AIM.
Return the listing below unchanged, minus its pictures.

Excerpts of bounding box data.

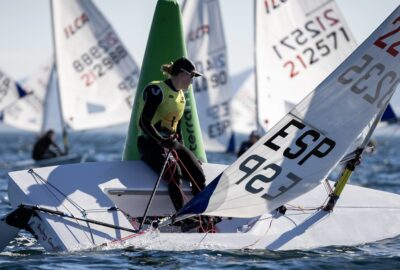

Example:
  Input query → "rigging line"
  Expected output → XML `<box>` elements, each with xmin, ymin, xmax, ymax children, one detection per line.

<box><xmin>28</xmin><ymin>169</ymin><xmax>86</xmax><ymax>216</ymax></box>
<box><xmin>28</xmin><ymin>169</ymin><xmax>94</xmax><ymax>243</ymax></box>
<box><xmin>243</xmin><ymin>212</ymin><xmax>279</xmax><ymax>248</ymax></box>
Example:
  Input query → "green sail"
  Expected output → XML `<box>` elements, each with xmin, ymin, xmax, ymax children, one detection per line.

<box><xmin>122</xmin><ymin>0</ymin><xmax>207</xmax><ymax>162</ymax></box>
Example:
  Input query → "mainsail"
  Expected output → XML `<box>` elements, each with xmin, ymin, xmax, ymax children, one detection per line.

<box><xmin>182</xmin><ymin>0</ymin><xmax>232</xmax><ymax>151</ymax></box>
<box><xmin>51</xmin><ymin>0</ymin><xmax>139</xmax><ymax>130</ymax></box>
<box><xmin>179</xmin><ymin>6</ymin><xmax>400</xmax><ymax>217</ymax></box>
<box><xmin>0</xmin><ymin>70</ymin><xmax>27</xmax><ymax>112</ymax></box>
<box><xmin>254</xmin><ymin>0</ymin><xmax>356</xmax><ymax>130</ymax></box>
<box><xmin>3</xmin><ymin>58</ymin><xmax>54</xmax><ymax>133</ymax></box>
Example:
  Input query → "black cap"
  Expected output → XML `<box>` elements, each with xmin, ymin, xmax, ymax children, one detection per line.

<box><xmin>172</xmin><ymin>57</ymin><xmax>203</xmax><ymax>77</ymax></box>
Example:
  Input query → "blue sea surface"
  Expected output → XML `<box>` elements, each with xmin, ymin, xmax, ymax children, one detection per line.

<box><xmin>0</xmin><ymin>133</ymin><xmax>400</xmax><ymax>269</ymax></box>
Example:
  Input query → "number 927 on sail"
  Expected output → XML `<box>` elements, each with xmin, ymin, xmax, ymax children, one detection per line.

<box><xmin>235</xmin><ymin>119</ymin><xmax>336</xmax><ymax>200</ymax></box>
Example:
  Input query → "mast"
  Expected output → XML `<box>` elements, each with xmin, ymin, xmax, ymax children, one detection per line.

<box><xmin>253</xmin><ymin>0</ymin><xmax>261</xmax><ymax>133</ymax></box>
<box><xmin>50</xmin><ymin>0</ymin><xmax>68</xmax><ymax>155</ymax></box>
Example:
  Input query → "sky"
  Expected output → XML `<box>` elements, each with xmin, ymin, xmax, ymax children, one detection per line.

<box><xmin>0</xmin><ymin>0</ymin><xmax>400</xmax><ymax>134</ymax></box>
<box><xmin>0</xmin><ymin>0</ymin><xmax>400</xmax><ymax>80</ymax></box>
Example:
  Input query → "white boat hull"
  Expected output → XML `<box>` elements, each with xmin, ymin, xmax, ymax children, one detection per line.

<box><xmin>4</xmin><ymin>161</ymin><xmax>400</xmax><ymax>251</ymax></box>
<box><xmin>12</xmin><ymin>154</ymin><xmax>86</xmax><ymax>170</ymax></box>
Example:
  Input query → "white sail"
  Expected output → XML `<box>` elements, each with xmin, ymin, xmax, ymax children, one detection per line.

<box><xmin>183</xmin><ymin>0</ymin><xmax>232</xmax><ymax>151</ymax></box>
<box><xmin>255</xmin><ymin>0</ymin><xmax>356</xmax><ymax>130</ymax></box>
<box><xmin>180</xmin><ymin>6</ymin><xmax>400</xmax><ymax>217</ymax></box>
<box><xmin>0</xmin><ymin>70</ymin><xmax>27</xmax><ymax>113</ymax></box>
<box><xmin>52</xmin><ymin>0</ymin><xmax>139</xmax><ymax>130</ymax></box>
<box><xmin>231</xmin><ymin>69</ymin><xmax>257</xmax><ymax>136</ymax></box>
<box><xmin>3</xmin><ymin>58</ymin><xmax>54</xmax><ymax>133</ymax></box>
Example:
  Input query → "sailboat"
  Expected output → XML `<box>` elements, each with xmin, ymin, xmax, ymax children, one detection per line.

<box><xmin>2</xmin><ymin>59</ymin><xmax>54</xmax><ymax>133</ymax></box>
<box><xmin>2</xmin><ymin>59</ymin><xmax>85</xmax><ymax>169</ymax></box>
<box><xmin>232</xmin><ymin>0</ymin><xmax>356</xmax><ymax>134</ymax></box>
<box><xmin>182</xmin><ymin>0</ymin><xmax>234</xmax><ymax>152</ymax></box>
<box><xmin>0</xmin><ymin>70</ymin><xmax>28</xmax><ymax>116</ymax></box>
<box><xmin>6</xmin><ymin>0</ymin><xmax>139</xmax><ymax>167</ymax></box>
<box><xmin>0</xmin><ymin>1</ymin><xmax>400</xmax><ymax>251</ymax></box>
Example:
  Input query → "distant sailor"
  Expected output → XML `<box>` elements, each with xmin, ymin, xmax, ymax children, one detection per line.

<box><xmin>32</xmin><ymin>129</ymin><xmax>64</xmax><ymax>160</ymax></box>
<box><xmin>138</xmin><ymin>57</ymin><xmax>205</xmax><ymax>230</ymax></box>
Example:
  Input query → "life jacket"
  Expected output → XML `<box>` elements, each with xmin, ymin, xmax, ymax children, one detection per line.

<box><xmin>143</xmin><ymin>81</ymin><xmax>186</xmax><ymax>133</ymax></box>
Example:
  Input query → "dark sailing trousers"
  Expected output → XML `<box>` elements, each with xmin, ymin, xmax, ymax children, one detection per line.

<box><xmin>138</xmin><ymin>136</ymin><xmax>206</xmax><ymax>211</ymax></box>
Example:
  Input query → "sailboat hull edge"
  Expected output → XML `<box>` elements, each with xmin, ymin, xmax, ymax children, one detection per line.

<box><xmin>9</xmin><ymin>161</ymin><xmax>400</xmax><ymax>251</ymax></box>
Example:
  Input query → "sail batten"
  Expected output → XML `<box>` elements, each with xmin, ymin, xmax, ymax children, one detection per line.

<box><xmin>182</xmin><ymin>0</ymin><xmax>232</xmax><ymax>152</ymax></box>
<box><xmin>177</xmin><ymin>7</ymin><xmax>400</xmax><ymax>217</ymax></box>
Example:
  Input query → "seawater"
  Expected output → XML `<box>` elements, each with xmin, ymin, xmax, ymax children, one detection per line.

<box><xmin>0</xmin><ymin>130</ymin><xmax>400</xmax><ymax>269</ymax></box>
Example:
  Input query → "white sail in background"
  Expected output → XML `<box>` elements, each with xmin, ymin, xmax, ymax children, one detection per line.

<box><xmin>3</xmin><ymin>58</ymin><xmax>54</xmax><ymax>133</ymax></box>
<box><xmin>231</xmin><ymin>69</ymin><xmax>257</xmax><ymax>135</ymax></box>
<box><xmin>180</xmin><ymin>6</ymin><xmax>400</xmax><ymax>217</ymax></box>
<box><xmin>0</xmin><ymin>70</ymin><xmax>27</xmax><ymax>113</ymax></box>
<box><xmin>254</xmin><ymin>0</ymin><xmax>356</xmax><ymax>130</ymax></box>
<box><xmin>52</xmin><ymin>0</ymin><xmax>139</xmax><ymax>130</ymax></box>
<box><xmin>183</xmin><ymin>0</ymin><xmax>232</xmax><ymax>151</ymax></box>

WORKED ANSWER.
Example:
  Input query → "rigging line"
  Expected output → XML `<box>` elements, each with xmin, ymin, xmax, ymax children, one detection per line.

<box><xmin>28</xmin><ymin>169</ymin><xmax>86</xmax><ymax>216</ymax></box>
<box><xmin>28</xmin><ymin>169</ymin><xmax>94</xmax><ymax>243</ymax></box>
<box><xmin>243</xmin><ymin>212</ymin><xmax>279</xmax><ymax>248</ymax></box>
Example:
  Input query → "green sail"
  Expected output → XML `<box>` elements, each with xmin, ymin, xmax, ymax children, one detection per line.

<box><xmin>122</xmin><ymin>0</ymin><xmax>207</xmax><ymax>162</ymax></box>
Example:
  Input query → "mainsail"
  Expected output → XML `<box>` elements, each with xmin, ymin, xmax, ymax children, one detection per line.

<box><xmin>182</xmin><ymin>0</ymin><xmax>232</xmax><ymax>151</ymax></box>
<box><xmin>51</xmin><ymin>0</ymin><xmax>139</xmax><ymax>130</ymax></box>
<box><xmin>179</xmin><ymin>6</ymin><xmax>400</xmax><ymax>217</ymax></box>
<box><xmin>0</xmin><ymin>70</ymin><xmax>27</xmax><ymax>112</ymax></box>
<box><xmin>254</xmin><ymin>0</ymin><xmax>356</xmax><ymax>130</ymax></box>
<box><xmin>3</xmin><ymin>58</ymin><xmax>54</xmax><ymax>133</ymax></box>
Example:
  Input query → "black cap"
  Expected output → XML `<box>` elements, each with xmin, ymin, xmax, ymax children, one detection per line.

<box><xmin>172</xmin><ymin>57</ymin><xmax>203</xmax><ymax>77</ymax></box>
Example:
  Input query → "blue sea surface"
  Expected output → XML `<box>` elements, each with xmin, ymin, xmax, ymax children, one detection per line.

<box><xmin>0</xmin><ymin>133</ymin><xmax>400</xmax><ymax>269</ymax></box>
Example:
  Input query → "number 927 on sail"
  Expected output → XML `<box>` elements, each with xmin, ymin, xmax, ymax children, one detection per line.

<box><xmin>235</xmin><ymin>119</ymin><xmax>336</xmax><ymax>200</ymax></box>
Example:
  Input query → "mast"
  Expected output → XML `<box>` elements, each with xmin, ymin, xmax, ymax children, one detection per line.

<box><xmin>253</xmin><ymin>0</ymin><xmax>261</xmax><ymax>133</ymax></box>
<box><xmin>50</xmin><ymin>0</ymin><xmax>68</xmax><ymax>155</ymax></box>
Example:
  Input query → "sky"
  Expected output → XML `<box>` elements, each with xmin, ymin, xmax, ymax children, one detection per line.

<box><xmin>0</xmin><ymin>0</ymin><xmax>400</xmax><ymax>134</ymax></box>
<box><xmin>0</xmin><ymin>0</ymin><xmax>400</xmax><ymax>80</ymax></box>
Example:
  Input query → "white boat hull"
  Expected output → XML `<box>` elements, each with xmin, ymin, xmax, ymax children, one detection per line.

<box><xmin>4</xmin><ymin>161</ymin><xmax>400</xmax><ymax>251</ymax></box>
<box><xmin>12</xmin><ymin>154</ymin><xmax>86</xmax><ymax>170</ymax></box>
Example:
  Input query → "white sail"
  Expected output → XML `<box>` elements, each with xmin, ymin, xmax, ymax children, one detection per line.

<box><xmin>183</xmin><ymin>0</ymin><xmax>232</xmax><ymax>151</ymax></box>
<box><xmin>255</xmin><ymin>0</ymin><xmax>356</xmax><ymax>130</ymax></box>
<box><xmin>180</xmin><ymin>6</ymin><xmax>400</xmax><ymax>217</ymax></box>
<box><xmin>0</xmin><ymin>70</ymin><xmax>27</xmax><ymax>113</ymax></box>
<box><xmin>52</xmin><ymin>0</ymin><xmax>139</xmax><ymax>130</ymax></box>
<box><xmin>231</xmin><ymin>69</ymin><xmax>257</xmax><ymax>136</ymax></box>
<box><xmin>3</xmin><ymin>58</ymin><xmax>54</xmax><ymax>133</ymax></box>
Example:
  Input query → "sailboat"
  Expected output → XML `<box>` elements, each with xmin, ymin, xmax, ymax children, one detection per line.

<box><xmin>2</xmin><ymin>59</ymin><xmax>54</xmax><ymax>133</ymax></box>
<box><xmin>2</xmin><ymin>59</ymin><xmax>85</xmax><ymax>169</ymax></box>
<box><xmin>232</xmin><ymin>0</ymin><xmax>356</xmax><ymax>134</ymax></box>
<box><xmin>182</xmin><ymin>0</ymin><xmax>234</xmax><ymax>152</ymax></box>
<box><xmin>0</xmin><ymin>70</ymin><xmax>28</xmax><ymax>116</ymax></box>
<box><xmin>6</xmin><ymin>0</ymin><xmax>139</xmax><ymax>167</ymax></box>
<box><xmin>0</xmin><ymin>1</ymin><xmax>400</xmax><ymax>251</ymax></box>
Example:
  Input query → "distant sailor"
  Expected output → XML `<box>` elements, each with xmin, ymin, xmax, ymax children, one detection per line.

<box><xmin>32</xmin><ymin>129</ymin><xmax>64</xmax><ymax>160</ymax></box>
<box><xmin>138</xmin><ymin>57</ymin><xmax>205</xmax><ymax>230</ymax></box>
Example:
  Input query → "life jacket"
  Expected output → XML `<box>` elements, each with xmin, ymin, xmax, ymax children, one detection per line.

<box><xmin>143</xmin><ymin>81</ymin><xmax>186</xmax><ymax>133</ymax></box>
Example:
  Input query → "dark sailing trousers"
  Expected output → XML `<box>` elements, each with xmin, ymin, xmax, ymax children, one detection per line.

<box><xmin>138</xmin><ymin>136</ymin><xmax>206</xmax><ymax>211</ymax></box>
Example:
  Input query → "sailboat hull edge"
  Expected output → XML `<box>` elements, each with xmin, ymin, xmax, ymax children, one detection per line.

<box><xmin>9</xmin><ymin>161</ymin><xmax>400</xmax><ymax>251</ymax></box>
Example:
  Input query → "sail batten"
  Expected output → XML `<box>` elements, each with xmin, ymin, xmax, ymax children, one detection per line.

<box><xmin>182</xmin><ymin>0</ymin><xmax>232</xmax><ymax>152</ymax></box>
<box><xmin>177</xmin><ymin>7</ymin><xmax>400</xmax><ymax>217</ymax></box>
Example:
  Input query → "seawater"
  Expected output → XML `<box>` elements, each with xmin, ymin, xmax, ymax children, one detection per line.

<box><xmin>0</xmin><ymin>130</ymin><xmax>400</xmax><ymax>269</ymax></box>
Example:
  Input query → "white sail in background"
  Expected output → XML `<box>` elements, each with xmin, ymin, xmax, ymax children, one detection per line.

<box><xmin>3</xmin><ymin>58</ymin><xmax>54</xmax><ymax>133</ymax></box>
<box><xmin>231</xmin><ymin>69</ymin><xmax>257</xmax><ymax>135</ymax></box>
<box><xmin>180</xmin><ymin>6</ymin><xmax>400</xmax><ymax>217</ymax></box>
<box><xmin>0</xmin><ymin>70</ymin><xmax>27</xmax><ymax>113</ymax></box>
<box><xmin>254</xmin><ymin>0</ymin><xmax>356</xmax><ymax>130</ymax></box>
<box><xmin>52</xmin><ymin>0</ymin><xmax>139</xmax><ymax>130</ymax></box>
<box><xmin>183</xmin><ymin>0</ymin><xmax>232</xmax><ymax>151</ymax></box>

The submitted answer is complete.